**What you have to do**
Starting with the line containing "of the white" and going on through the end of the data, write every line out again, requests included, and shift each point coordinate listed under "Marked at:" by adding -44 to it.

**Provided material**
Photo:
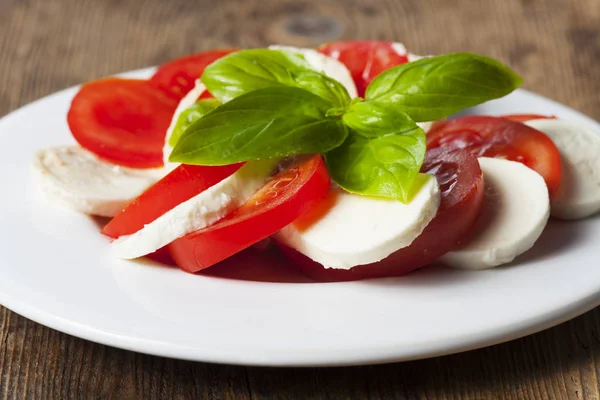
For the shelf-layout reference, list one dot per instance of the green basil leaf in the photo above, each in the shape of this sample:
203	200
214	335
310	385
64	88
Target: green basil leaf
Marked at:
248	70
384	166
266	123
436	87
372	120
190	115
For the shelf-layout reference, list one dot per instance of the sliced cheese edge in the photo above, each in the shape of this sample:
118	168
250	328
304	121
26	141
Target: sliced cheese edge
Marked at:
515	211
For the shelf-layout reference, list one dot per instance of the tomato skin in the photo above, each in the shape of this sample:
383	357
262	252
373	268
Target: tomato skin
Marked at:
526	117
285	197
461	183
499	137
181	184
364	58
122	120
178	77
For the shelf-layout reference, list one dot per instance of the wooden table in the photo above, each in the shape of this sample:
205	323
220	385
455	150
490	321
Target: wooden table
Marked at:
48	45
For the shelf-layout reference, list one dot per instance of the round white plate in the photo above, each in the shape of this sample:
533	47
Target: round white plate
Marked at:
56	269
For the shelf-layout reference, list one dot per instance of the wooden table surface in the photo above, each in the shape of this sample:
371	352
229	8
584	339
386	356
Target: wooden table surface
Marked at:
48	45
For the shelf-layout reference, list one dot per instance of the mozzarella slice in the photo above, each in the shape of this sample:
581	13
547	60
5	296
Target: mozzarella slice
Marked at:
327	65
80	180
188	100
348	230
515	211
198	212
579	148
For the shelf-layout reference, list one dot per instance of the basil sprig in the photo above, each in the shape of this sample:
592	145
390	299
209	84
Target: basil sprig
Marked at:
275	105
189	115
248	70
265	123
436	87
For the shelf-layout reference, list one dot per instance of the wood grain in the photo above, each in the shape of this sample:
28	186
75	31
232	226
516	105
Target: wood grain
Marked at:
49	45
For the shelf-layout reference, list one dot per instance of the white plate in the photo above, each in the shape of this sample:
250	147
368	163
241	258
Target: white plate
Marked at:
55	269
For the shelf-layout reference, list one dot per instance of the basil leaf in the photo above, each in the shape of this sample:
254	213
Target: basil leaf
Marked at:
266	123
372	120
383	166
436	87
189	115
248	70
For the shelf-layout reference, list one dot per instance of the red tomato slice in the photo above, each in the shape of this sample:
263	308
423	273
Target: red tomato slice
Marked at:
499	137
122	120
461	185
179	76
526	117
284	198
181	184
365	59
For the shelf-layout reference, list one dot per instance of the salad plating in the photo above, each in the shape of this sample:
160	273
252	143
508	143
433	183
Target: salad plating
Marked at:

**Exercise output**
For the shelf-layout reference, list one dot per instance of the white plate in the photo above, each in the shape of this sample:
250	147
368	163
241	258
Target: white plate
Marked at:
11	225
For the shelf-layout reference, list one dot per instance of the basil leaf in the photo above, each in the shape of this sample:
254	213
Target: basil leaf
Marked at:
222	79
328	76
339	122
392	43
145	71
204	26
For the shelf-layout reference, list one dot per instance of the red tomato slice in the photo above, each in the shape of this sample:
263	308
423	273
Target: red tomato slice
Marked at:
455	93
78	76
417	141
135	32
482	73
240	154
137	140
321	15
For the shelf-layout reference, list one dot per instance of the salad plating in the photo above, each in the shape of this sample:
160	273
252	143
508	143
433	183
Target: salad plating
Marked at:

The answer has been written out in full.